Task prompt: All of the data must be returned word for word.

Input material:
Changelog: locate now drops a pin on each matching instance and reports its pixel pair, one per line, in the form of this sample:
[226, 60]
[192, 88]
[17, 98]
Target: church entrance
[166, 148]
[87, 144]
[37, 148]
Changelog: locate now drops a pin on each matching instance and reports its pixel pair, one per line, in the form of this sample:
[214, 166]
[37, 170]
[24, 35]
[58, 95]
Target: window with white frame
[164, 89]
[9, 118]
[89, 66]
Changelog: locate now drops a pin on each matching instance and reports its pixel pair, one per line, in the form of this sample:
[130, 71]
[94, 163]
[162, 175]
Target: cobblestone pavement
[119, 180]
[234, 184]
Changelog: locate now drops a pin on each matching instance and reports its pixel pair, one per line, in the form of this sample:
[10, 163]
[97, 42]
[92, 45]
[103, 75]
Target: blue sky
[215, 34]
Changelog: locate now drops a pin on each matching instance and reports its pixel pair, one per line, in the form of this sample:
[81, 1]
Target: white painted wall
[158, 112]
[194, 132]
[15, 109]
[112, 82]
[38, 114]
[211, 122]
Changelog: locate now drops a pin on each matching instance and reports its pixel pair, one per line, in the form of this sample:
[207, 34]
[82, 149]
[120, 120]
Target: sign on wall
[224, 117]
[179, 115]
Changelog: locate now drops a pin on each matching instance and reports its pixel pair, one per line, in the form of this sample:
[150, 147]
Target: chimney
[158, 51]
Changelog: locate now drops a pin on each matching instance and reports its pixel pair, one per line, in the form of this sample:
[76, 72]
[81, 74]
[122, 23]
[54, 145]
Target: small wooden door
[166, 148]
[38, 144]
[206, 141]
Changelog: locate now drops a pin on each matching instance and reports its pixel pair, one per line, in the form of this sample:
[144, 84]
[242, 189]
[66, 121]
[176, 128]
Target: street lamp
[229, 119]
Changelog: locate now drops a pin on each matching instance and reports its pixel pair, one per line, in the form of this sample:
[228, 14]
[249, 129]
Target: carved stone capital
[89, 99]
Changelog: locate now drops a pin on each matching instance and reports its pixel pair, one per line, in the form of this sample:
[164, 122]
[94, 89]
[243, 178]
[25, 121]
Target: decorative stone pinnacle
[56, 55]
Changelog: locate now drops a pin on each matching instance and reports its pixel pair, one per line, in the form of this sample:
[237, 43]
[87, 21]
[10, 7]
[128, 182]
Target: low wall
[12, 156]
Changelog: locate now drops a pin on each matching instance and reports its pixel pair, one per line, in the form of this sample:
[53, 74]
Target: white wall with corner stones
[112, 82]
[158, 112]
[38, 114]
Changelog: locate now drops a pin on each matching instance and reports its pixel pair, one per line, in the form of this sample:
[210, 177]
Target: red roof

Exercise answer:
Changelog: locate now drops a pin on each matching instance and reports its pixel pair, one per line, in the form of this sample:
[226, 60]
[192, 88]
[17, 98]
Target: church entrance
[166, 148]
[87, 144]
[37, 148]
Changelog: locate now drops a pin on each matching instance and reports its pixel pair, one per line, in the form of this sample:
[214, 166]
[37, 170]
[24, 35]
[58, 95]
Target: window with white frame
[164, 89]
[9, 118]
[89, 66]
Changelog: locate now drops a pin on each matching instance and reports its pixel pair, one per line, in the form of this sample:
[130, 71]
[94, 163]
[162, 175]
Target: cobblestone pavement
[119, 180]
[234, 184]
Changelog: locate now drops a pin on each matching instance and reports its pixel pair, one per line, in the form of this sample:
[10, 163]
[97, 42]
[92, 45]
[103, 75]
Target: blue sky
[215, 34]
Changelog: locate now drops a pin on each matching instance and reports its pixel pair, one per line, in the form of this sample:
[81, 1]
Target: white painted wall
[158, 112]
[194, 132]
[15, 109]
[112, 82]
[38, 114]
[211, 122]
Changelog: locate now drops a pin on each matching instance and reports its pixel pair, one per line, in the form of this sample:
[207, 34]
[82, 149]
[120, 120]
Target: sign on wall
[224, 117]
[179, 115]
Changelog: locate now drops a pin on each matching instance and reports its pixel pair, one per line, in the form of this sample:
[150, 147]
Target: chimney
[158, 51]
Changelog: locate now drops a pin on each matching instance and reports its pixel pair, one per line, in the form of this sample:
[76, 72]
[81, 74]
[122, 23]
[54, 145]
Target: small wooden door
[166, 148]
[38, 144]
[206, 141]
Changelog: locate now drops a pin on each matching instance and reports its pixel pair, one per line, in the form of this sample:
[144, 84]
[242, 189]
[66, 121]
[176, 128]
Target: street lamp
[229, 119]
Changelog: locate now drops a pin on each matching instance and reports its pixel pair, one per line, in the form of this sample:
[228, 14]
[249, 129]
Target: carved stone capital
[89, 99]
Changelog: locate now drops a pin on each matching instance and reports its pixel pair, one per line, in the form of this sample:
[164, 122]
[94, 89]
[243, 178]
[25, 121]
Target: decorative stone pinnacle
[56, 55]
Changelog: locate now drops a pin on each matching instance and reports its pixel pair, one per line, in the form of this sample:
[237, 43]
[87, 21]
[10, 7]
[128, 182]
Target: low wall
[12, 156]
Changelog: locate now drops a pin on each matching instance and reports its pixel pair, one per line, in the form of this sample:
[53, 74]
Target: white wall with corner stones
[112, 82]
[158, 112]
[38, 114]
Changelog: locate now drops a pin on each matching instance and reports its pixel pair, one per line, in the form of this sample:
[210, 177]
Target: red roof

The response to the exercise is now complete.